§ **WHAT IS ASKED**:
In the post below about splitting a file by record count and size, what limitation of the split command does the writer describe?
— begin SUPPLIED PASSAGE —
'Splitting a file based on number of records and file size
I have a file which contains 100 records... Each record has different size, like some are 1 KB while some are 1 MB. I want to split the file based upon number of records, let's say 5. and each sub file should have maximum file size as 2 MB. When we use the split command, we can use -b/C for giving the file size parameter and we can use -n to give the number of lines or records we want to use in each files. But in split we can only use either file size parameter or number of records parameter any one of them, not both.
Is there any way or any alternative of split, that I can use to achieve both? split a file into sub files, each containing less than or equal to 5 records/ lines or each sub file with less than or equal to 2 MB.
secanrios:
- file with 5 records and size 2MB
- file with 1 record and size 2 MB
- file with 5 records and size 1 MB
absacsacsa...... 1 KB zzsasabsac...... 1 MB absacsacsa...... 2 KB zyasbsacsacsa...... 2 MB cbsacsacsa...... 1 B . . .
— end SUPPLIED PASSAGE —
— begin LISTING —
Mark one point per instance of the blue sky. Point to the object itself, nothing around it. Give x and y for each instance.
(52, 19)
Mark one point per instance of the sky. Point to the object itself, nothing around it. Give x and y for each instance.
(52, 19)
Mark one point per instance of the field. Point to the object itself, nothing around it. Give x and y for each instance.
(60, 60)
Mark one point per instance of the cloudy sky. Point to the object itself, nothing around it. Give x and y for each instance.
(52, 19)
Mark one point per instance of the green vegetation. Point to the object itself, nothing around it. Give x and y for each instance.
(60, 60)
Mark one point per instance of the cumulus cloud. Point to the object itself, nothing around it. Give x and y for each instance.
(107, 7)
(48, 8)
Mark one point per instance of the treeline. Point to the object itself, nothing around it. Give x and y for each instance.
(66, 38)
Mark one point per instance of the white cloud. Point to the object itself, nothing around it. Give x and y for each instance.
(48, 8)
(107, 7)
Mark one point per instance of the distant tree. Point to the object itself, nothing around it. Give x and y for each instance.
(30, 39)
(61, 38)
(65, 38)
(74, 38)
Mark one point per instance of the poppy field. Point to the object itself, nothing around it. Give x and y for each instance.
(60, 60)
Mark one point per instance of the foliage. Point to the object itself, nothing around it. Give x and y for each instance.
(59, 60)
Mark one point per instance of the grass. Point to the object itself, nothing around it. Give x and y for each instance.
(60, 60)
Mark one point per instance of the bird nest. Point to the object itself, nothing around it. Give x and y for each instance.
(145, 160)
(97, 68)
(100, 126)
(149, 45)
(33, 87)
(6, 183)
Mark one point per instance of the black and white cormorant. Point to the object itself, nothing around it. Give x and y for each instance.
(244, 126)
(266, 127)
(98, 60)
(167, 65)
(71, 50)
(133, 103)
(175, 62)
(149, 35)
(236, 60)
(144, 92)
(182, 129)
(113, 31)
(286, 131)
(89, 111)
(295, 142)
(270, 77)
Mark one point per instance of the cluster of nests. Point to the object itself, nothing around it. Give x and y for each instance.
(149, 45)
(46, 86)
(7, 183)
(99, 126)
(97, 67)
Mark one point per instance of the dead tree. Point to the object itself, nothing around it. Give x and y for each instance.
— end LISTING —
§ **REPLY**:
Split can use either a file size parameter or a number-of-records parameter, but not both at once.